De bonnes et belles idées toutefois, tel cet hypnotique soleil blanc, baigné par des rideaux liquides ou ce verger japonisant vers lequel s'enfuient les jumeaux et qui revient à l’Acte II pour servir de cadre à des Walkyries devenues Hespérides. On devine le rapport entre les éléments mais l'interprétation de ces images se perd en hypothèses et conjonctures : le jardin d'Eden, le fruit défendu, le péché originel, etc. Quel lien entre l'arbre de la connaissance et les pommes d'or, symboles de l'éternité des dieux ? Krämer utilise certainement le fait que Freia, gardienne des pommes sacrées, est une walkyrie dans la mythologie nordique (orthographiée Freyja). Krämer fait sienne une idée née chez Chéreau qui consiste à éviter les poncifs et les artefacts wagnériens afin de privilégier le jeu théâtral : sitôt arrachée, Nothung n'est pas brandie mais posée à terre, ainsi que le casque ailé, la cuirasse de Brünnhilde ou la lance de Wotan. La construction autour d'éléments récurrents garantit la cohérence du projet.

◆ **EXTRAIT DES DONNÉES**
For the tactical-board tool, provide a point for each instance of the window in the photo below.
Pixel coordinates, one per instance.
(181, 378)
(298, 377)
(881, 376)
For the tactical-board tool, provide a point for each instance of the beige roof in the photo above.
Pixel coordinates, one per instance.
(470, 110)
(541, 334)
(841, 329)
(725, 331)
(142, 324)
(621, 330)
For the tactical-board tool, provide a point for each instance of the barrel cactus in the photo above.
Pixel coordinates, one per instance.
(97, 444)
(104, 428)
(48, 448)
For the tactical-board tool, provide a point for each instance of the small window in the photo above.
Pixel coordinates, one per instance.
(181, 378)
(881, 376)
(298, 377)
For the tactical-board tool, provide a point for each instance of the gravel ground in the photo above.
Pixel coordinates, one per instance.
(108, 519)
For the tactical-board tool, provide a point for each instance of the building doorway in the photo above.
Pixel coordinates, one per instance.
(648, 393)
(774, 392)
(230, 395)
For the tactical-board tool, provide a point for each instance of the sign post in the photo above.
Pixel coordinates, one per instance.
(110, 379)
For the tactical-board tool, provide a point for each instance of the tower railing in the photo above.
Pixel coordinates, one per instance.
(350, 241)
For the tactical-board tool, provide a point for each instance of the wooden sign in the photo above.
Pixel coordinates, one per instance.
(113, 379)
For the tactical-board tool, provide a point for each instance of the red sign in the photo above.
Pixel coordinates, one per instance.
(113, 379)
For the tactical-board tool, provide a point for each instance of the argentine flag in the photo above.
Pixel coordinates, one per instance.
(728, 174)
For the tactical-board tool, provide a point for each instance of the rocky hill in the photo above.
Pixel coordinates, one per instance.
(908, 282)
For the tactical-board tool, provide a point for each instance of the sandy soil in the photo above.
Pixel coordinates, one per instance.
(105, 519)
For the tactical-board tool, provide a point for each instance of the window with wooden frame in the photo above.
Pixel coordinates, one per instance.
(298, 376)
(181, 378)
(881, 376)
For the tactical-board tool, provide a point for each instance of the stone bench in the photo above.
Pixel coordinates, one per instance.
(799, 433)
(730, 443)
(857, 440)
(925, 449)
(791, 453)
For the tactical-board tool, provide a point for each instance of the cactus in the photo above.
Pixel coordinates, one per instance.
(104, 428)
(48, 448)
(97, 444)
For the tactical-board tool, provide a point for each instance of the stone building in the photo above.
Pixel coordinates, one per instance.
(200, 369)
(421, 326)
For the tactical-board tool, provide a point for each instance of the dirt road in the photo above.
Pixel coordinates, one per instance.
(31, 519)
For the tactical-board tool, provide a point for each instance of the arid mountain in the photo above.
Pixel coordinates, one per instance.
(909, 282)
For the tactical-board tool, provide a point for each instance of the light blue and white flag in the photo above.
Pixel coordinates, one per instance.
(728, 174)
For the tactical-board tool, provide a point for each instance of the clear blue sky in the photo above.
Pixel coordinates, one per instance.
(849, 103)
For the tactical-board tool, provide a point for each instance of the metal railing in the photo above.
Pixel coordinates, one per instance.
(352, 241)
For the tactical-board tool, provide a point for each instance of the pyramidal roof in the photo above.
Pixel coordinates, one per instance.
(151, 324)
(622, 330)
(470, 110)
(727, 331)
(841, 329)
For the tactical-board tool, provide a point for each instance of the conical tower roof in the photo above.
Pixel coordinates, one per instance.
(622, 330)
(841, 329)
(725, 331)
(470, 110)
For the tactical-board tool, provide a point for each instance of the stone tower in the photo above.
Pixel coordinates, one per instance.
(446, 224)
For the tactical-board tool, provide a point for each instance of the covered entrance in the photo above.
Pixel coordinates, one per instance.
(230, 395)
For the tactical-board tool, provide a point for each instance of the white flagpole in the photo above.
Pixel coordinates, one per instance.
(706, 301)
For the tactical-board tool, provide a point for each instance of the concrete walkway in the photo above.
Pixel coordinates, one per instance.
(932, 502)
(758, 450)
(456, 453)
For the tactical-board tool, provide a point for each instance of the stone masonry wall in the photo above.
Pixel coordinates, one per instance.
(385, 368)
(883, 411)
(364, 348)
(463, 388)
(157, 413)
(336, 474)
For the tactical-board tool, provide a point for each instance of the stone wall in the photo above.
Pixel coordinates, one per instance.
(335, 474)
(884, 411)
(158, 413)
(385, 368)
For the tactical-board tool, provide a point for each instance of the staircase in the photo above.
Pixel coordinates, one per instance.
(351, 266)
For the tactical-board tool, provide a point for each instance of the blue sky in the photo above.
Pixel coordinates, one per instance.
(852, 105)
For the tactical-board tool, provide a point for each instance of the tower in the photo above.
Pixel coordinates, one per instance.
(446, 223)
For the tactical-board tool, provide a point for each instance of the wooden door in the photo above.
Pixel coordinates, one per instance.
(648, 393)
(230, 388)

◆ **EXERCICE À TRAITER**
D'après le document source, comment le nom de Freia s'écrit-il dans la mythologie nordique ?

◆ **EXERCICE CORRIGÉ**
Freyja.